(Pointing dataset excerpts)
++++
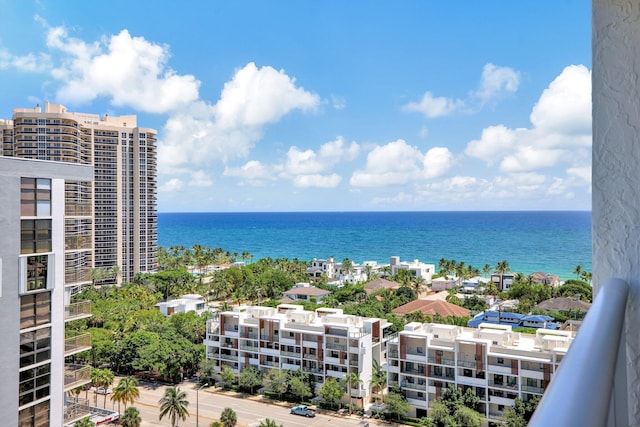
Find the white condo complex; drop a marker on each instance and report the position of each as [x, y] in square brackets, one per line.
[421, 360]
[323, 343]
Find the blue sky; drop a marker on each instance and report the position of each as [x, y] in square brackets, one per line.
[326, 105]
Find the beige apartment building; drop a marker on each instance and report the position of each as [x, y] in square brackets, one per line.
[497, 363]
[110, 222]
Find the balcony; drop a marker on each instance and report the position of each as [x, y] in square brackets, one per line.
[414, 386]
[442, 361]
[76, 410]
[333, 346]
[574, 398]
[77, 310]
[76, 375]
[77, 344]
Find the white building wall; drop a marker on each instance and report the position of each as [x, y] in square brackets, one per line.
[616, 178]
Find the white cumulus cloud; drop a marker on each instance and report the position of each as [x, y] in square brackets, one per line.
[497, 81]
[257, 96]
[431, 106]
[174, 184]
[317, 180]
[131, 71]
[399, 163]
[560, 133]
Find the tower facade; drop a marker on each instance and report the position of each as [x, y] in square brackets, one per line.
[110, 223]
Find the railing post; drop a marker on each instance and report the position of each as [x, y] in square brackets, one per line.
[580, 392]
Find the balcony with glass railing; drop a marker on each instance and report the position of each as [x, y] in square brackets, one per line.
[77, 344]
[76, 375]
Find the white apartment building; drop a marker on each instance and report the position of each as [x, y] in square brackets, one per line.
[110, 220]
[188, 302]
[497, 363]
[34, 304]
[323, 343]
[418, 269]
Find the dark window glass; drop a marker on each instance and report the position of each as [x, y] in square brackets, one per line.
[35, 236]
[35, 197]
[35, 347]
[34, 384]
[35, 309]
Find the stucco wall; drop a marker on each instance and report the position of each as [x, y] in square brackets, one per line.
[616, 177]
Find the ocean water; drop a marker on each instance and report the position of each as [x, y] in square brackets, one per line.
[550, 241]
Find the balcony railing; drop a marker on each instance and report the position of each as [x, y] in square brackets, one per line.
[77, 310]
[75, 410]
[582, 389]
[76, 375]
[77, 344]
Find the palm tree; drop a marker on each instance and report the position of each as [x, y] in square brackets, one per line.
[174, 403]
[486, 269]
[578, 271]
[378, 377]
[352, 379]
[502, 267]
[587, 276]
[126, 392]
[228, 417]
[131, 417]
[102, 378]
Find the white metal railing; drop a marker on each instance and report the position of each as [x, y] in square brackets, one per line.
[581, 390]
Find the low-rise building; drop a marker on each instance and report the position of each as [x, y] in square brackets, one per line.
[324, 343]
[419, 269]
[304, 292]
[497, 363]
[503, 281]
[189, 302]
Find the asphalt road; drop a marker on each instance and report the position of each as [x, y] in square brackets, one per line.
[211, 404]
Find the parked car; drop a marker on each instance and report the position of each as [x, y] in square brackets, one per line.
[102, 390]
[303, 410]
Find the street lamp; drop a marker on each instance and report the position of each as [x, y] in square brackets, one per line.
[198, 405]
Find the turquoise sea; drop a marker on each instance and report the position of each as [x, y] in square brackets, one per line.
[550, 241]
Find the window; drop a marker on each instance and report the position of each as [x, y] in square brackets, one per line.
[35, 236]
[34, 384]
[37, 272]
[35, 197]
[35, 347]
[35, 416]
[35, 309]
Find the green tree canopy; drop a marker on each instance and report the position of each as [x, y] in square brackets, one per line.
[276, 381]
[299, 388]
[174, 404]
[228, 417]
[331, 391]
[131, 417]
[227, 376]
[249, 378]
[396, 404]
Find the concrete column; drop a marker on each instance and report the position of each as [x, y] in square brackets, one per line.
[616, 180]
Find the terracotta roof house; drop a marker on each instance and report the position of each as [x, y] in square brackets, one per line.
[304, 292]
[431, 307]
[379, 283]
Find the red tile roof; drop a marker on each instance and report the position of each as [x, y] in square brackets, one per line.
[431, 307]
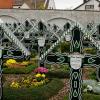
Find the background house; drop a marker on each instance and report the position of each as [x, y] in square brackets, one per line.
[89, 5]
[28, 4]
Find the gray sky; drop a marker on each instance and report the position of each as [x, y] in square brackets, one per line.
[67, 4]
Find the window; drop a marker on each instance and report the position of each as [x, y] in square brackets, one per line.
[89, 7]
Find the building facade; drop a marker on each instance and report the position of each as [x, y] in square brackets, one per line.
[89, 5]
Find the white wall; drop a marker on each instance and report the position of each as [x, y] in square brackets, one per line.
[25, 6]
[91, 2]
[51, 4]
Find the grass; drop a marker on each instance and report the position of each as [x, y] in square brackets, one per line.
[40, 93]
[87, 97]
[24, 70]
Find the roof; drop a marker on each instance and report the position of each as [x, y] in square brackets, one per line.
[84, 3]
[31, 3]
[8, 4]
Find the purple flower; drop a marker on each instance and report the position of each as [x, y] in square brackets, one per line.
[41, 70]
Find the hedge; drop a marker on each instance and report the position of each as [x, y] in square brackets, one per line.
[24, 70]
[40, 93]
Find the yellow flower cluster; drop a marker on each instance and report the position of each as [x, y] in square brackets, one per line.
[15, 85]
[40, 75]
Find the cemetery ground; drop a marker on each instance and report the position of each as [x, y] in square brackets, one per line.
[23, 80]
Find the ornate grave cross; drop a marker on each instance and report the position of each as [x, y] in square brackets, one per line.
[77, 60]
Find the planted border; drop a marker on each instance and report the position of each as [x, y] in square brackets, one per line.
[40, 93]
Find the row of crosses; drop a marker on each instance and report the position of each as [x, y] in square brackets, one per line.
[76, 61]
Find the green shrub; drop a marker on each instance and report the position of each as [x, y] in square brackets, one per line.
[40, 93]
[65, 47]
[24, 70]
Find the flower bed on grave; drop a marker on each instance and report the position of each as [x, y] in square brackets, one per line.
++++
» Description of the task
Format the lines above as a numbered list, skipping blank lines and leaving out the pictures.

» Solution to the problem
1. Find the white condo complex; drop a marker on each instance and report the position of each as [x, y] in square brackets, one per line.
2. [421, 360]
3. [323, 343]
4. Find the blue sky; drop a marker on each instance and report the position of each as [x, y] in square brackets, one per line.
5. [326, 105]
6. Find the beige apartment building; drop a marker on each instance and report the position of each as [x, y] in square brackets, one per line.
7. [497, 363]
8. [110, 222]
9. Find the balcony; drop a marker on each instance and report the position of each as [x, y] in square brackets, one per line.
10. [414, 386]
11. [442, 361]
12. [76, 410]
13. [333, 346]
14. [574, 398]
15. [77, 310]
16. [76, 375]
17. [77, 344]
18. Find the white building wall; drop a marker on each instance and report the position of each as [x, y] in square brackets, one per line.
19. [616, 178]
20. Find the white cumulus cloud; drop a marker on each instance and report the position of each as [x, y] in square brackets, one per line.
21. [497, 81]
22. [257, 96]
23. [431, 106]
24. [174, 184]
25. [317, 180]
26. [131, 71]
27. [399, 163]
28. [560, 133]
29. Find the tower facade; drop a marker on each instance and report the position of each as [x, y] in square brackets, one per line.
30. [110, 223]
31. Find the railing post; drop a marker on each instance and report the position of each as [x, y] in square brackets, one per line.
32. [580, 392]
33. Find the balcony with glass railing; drop a marker on each instance and report the position of each as [x, y] in square brackets, one per line.
34. [77, 344]
35. [76, 375]
36. Find the white apartment building; drop a marker on each instance and report the position of each as [x, y] in square brackets, one per line.
37. [110, 220]
38. [188, 302]
39. [497, 363]
40. [34, 304]
41. [323, 343]
42. [418, 269]
43. Find the dark window glass; drop a marker on each instance and report the position of each as [x, y] in square brackets, one per line.
44. [35, 236]
45. [35, 197]
46. [35, 347]
47. [34, 384]
48. [35, 309]
49. Find the stucco wall; drop a marker on each instance and report the position of each as [x, y] in square brackets, one per line.
50. [616, 177]
51. Find the ocean water; drop a marker on each instance and report the position of each as [x, y] in square brackets, one per line.
52. [550, 241]
53. Find the balcony railing; drop a marker on each instance and report the position of each as [x, y] in square brackets, one per line.
54. [77, 310]
55. [75, 410]
56. [582, 389]
57. [76, 375]
58. [77, 344]
59. Find the palm tree; drop a marker on each instance and report the position of each as [x, y] in square brackets, one per line.
60. [174, 403]
61. [486, 269]
62. [578, 271]
63. [378, 377]
64. [352, 379]
65. [502, 267]
66. [587, 276]
67. [126, 392]
68. [228, 417]
69. [131, 417]
70. [102, 378]
71. Find the white metal railing; drop a marker on each instance and report the position of each as [x, y] in square brackets, one per line.
72. [581, 390]
73. Find the low-rise building; drop a marker on each instance and report the position of each as [x, y] in square brackets, one per line.
74. [324, 343]
75. [419, 269]
76. [304, 292]
77. [497, 363]
78. [503, 281]
79. [189, 302]
80. Find the asphalt road; drop a marker on each instance and report the position of each as [x, y] in square brackets, one per line.
81. [211, 404]
82. Find the parked car; drop a marker on each instance and report the position of each as [x, y] in square brackets, one per line.
83. [102, 390]
84. [303, 410]
85. Find the street lamp; drop a marker on each instance and report the position of each as [x, y] in square brackets, one per line.
86. [198, 405]
87. Find the turquoise sea; drop a marker on each instance and report the position of each as [x, y] in square brackets, one per line.
88. [550, 241]
89. Find the window; drop a marker on each instance and report the position of each as [x, y] in square brackets, one per line.
90. [35, 236]
91. [34, 384]
92. [37, 272]
93. [35, 197]
94. [35, 347]
95. [35, 416]
96. [35, 309]
97. Find the green tree canopy; drop a marker on each instance and report the position of each as [x, y] in square brackets, one per line.
98. [276, 381]
99. [299, 388]
100. [174, 404]
101. [228, 417]
102. [331, 391]
103. [131, 417]
104. [227, 376]
105. [249, 378]
106. [396, 404]
107. Find the concrete column; drop a marker on each instance and report the position of each as [x, y] in square brackets, one per line.
108. [616, 180]
109. Find the terracotta roof house; drop a marker on each instance and report the position of each as [x, y] in square brackets, one per line.
110. [304, 292]
111. [431, 307]
112. [379, 283]
113. Find the red tile roof; drop a marker on each instance and report the position of each as [x, y] in square brackets, one per line.
114. [431, 307]
115. Find the background house; drop a marker on each instance and report the position of each as [x, y] in square brackets, one per line.
116. [89, 5]
117. [28, 4]
118. Find the gray sky; drop a marker on each instance and report the position of each as [x, y] in square brackets, one per line.
119. [67, 4]
120. Find the window; drop a marker on each instance and report the position of each as [x, y] in square brackets, one per line.
121. [89, 7]
122. Find the building facade; drop a marker on each instance and report the position of each as [x, y] in square brackets, one per line.
123. [89, 5]
124. Find the white wall; drop a marker on each instance and report the position of each as [x, y] in square brackets, one per line.
125. [25, 6]
126. [91, 2]
127. [51, 4]
128. Find the grass; drop a marker on each instance and report the position of each as [x, y] in square brackets, one per line.
129. [40, 93]
130. [87, 97]
131. [24, 70]
132. Find the roof; drop a marker on each instance and report the position of each as [x, y] in square brackets, one per line.
133. [84, 3]
134. [31, 3]
135. [8, 4]
136. Find the purple flower; drop a marker on each instance and report the position of each as [x, y] in square brackets, one per line.
137. [41, 70]
138. Find the hedge; drop a marker on each instance and report the position of each as [x, y] in square brackets, one per line.
139. [24, 70]
140. [40, 93]
141. Find the yellow flower cluster; drop a marker on each instance and report the position of each as [x, y] in square brackets, one per line.
142. [15, 85]
143. [40, 75]
144. Find the cemetery ground; drop a marker on each instance and report the position of each as [x, y] in square brackets, one per line.
145. [23, 80]
146. Find the ornate grave cross; drop a marker on each instance and report the position of each as [x, y] in square brackets, one per line.
147. [77, 60]
148. Find the planted border; drop a marker on each instance and report the position of each as [x, y] in square brackets, one per line.
149. [40, 93]
150. Find the row of crosses; drop a marker on each instance and report the position of each as [x, y] in square brackets, one per line.
151. [76, 61]
152. Find the green shrub; drop a marker on each instance and report the position of each as [x, y] in square brackets, one per line.
153. [40, 93]
154. [65, 47]
155. [24, 70]
156. Find the flower bed on grave; drop a marker on each instance and report the position of each as [x, y] in square brackets, one per line.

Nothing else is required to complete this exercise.